Data entries:
·····

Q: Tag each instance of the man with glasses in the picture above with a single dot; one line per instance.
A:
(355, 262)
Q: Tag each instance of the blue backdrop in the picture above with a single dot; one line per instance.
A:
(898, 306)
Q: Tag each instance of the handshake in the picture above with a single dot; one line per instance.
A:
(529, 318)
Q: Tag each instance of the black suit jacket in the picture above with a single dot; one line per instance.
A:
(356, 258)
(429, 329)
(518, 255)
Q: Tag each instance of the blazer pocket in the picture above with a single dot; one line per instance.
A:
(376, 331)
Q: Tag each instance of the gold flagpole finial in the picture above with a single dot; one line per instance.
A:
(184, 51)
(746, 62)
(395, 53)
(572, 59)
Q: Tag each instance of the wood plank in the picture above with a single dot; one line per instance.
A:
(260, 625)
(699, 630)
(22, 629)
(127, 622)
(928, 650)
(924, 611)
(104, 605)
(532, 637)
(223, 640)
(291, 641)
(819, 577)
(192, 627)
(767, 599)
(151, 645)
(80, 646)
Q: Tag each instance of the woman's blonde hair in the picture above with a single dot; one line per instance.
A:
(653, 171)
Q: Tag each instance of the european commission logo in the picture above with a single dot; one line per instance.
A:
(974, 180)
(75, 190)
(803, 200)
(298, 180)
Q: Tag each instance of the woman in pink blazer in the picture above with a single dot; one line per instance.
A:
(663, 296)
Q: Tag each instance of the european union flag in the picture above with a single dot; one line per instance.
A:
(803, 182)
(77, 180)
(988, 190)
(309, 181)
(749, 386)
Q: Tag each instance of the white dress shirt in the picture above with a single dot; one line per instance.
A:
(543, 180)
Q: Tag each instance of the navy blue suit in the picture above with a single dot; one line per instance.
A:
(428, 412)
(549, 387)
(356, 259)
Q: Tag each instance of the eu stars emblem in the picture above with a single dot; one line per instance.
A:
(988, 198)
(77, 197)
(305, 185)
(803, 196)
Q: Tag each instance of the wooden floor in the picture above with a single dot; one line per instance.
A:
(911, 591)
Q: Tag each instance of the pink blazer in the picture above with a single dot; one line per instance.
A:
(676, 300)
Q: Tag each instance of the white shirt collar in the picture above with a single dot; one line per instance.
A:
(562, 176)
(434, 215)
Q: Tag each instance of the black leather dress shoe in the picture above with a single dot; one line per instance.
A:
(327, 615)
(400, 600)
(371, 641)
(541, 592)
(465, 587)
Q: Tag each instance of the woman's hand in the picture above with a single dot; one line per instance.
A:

·····

WORK INSTRUCTIONS: I need each of the entries above printed again exactly.

REPLY TO THE EXERCISE:
Q: Tag each instance of the man with glasses in the picture above with a single dot; one line per instance.
A:
(355, 262)
Q: Tag each instance of the blue backdrop in the picture above with a single dot; one line per instance.
A:
(898, 306)
Q: Tag each instance of the handshake in the picture above with a single dot; one line per instance.
A:
(529, 318)
Q: Tag each instance of the black suit jacket in the picture above with a single dot; one line per instance.
A:
(356, 258)
(429, 329)
(518, 255)
Q: Tag each instance of the blazer pocket in the picture above with a single dot; one line per instance.
A:
(376, 331)
Q: Tag each instance of the gold flagpole finial in the picture above with a single dot; one line per instance.
A:
(184, 51)
(746, 62)
(395, 53)
(572, 59)
Q: Tag each instance of the wood plank in the picture above with a single dot; one line per instance.
A:
(260, 625)
(699, 630)
(22, 629)
(127, 622)
(928, 650)
(924, 611)
(104, 605)
(532, 637)
(223, 640)
(291, 641)
(819, 577)
(192, 627)
(767, 599)
(151, 645)
(80, 646)
Q: Tag each instance of the woman's blonde hair in the picture above with a single dot; one line per instance.
A:
(653, 171)
Q: Tag each instance of the european commission logo in the picture above with a single dot; one line per instance.
A:
(974, 180)
(75, 190)
(803, 200)
(298, 180)
Q: Tag each instance of the woman in pink blazer in the picture above with a single dot; one line per instance.
A:
(663, 296)
Q: Tag each instance of the european union flag in the picture above with a single dot; one line per instance.
A:
(803, 182)
(77, 180)
(988, 190)
(309, 181)
(749, 386)
Q: Tag each instance of the white dress shirt in the picture above with a single dot; one line per instance.
A:
(543, 180)
Q: Tag each instance of the navy blue suit in the picture above with a single dot; one line per instance.
A:
(428, 412)
(549, 387)
(356, 259)
Q: Tag each instance of the eu stars emblem in the picture above with a single dot; one line per instance.
A:
(988, 198)
(77, 197)
(305, 185)
(803, 196)
Q: Tag each instance of the wooden floor in the picture above with a single dot; one line per instance.
A:
(911, 591)
Q: Tag each instance of the pink blazer in the picture above with a single dot; one line per instance.
A:
(676, 300)
Q: Tag each instance of the white shirt collar in the picture above with a single dot; one line per instance.
A:
(562, 176)
(434, 215)
Q: Tag each instance of the black leather dress shoe in the picture above with a single dot; one line per instance.
A:
(327, 615)
(400, 600)
(371, 641)
(541, 592)
(465, 587)
Q: Tag each instance of the woman's hand in the picture above with a single dot; one line per instance.
A:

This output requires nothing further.